Records from a data source:
□ □ □ □

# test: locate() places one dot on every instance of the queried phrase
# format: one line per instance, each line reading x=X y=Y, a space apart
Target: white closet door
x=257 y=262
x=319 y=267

□ □ □ □

▶ Task to carry out: Write out every line of the items above without changing anything, in the same order.

▶ Response below:
# test: locate() places one dot on every instance of the queried phrase
# format: one line per instance, each line reading x=X y=Y, a space apart
Target: white closet door
x=257 y=262
x=319 y=267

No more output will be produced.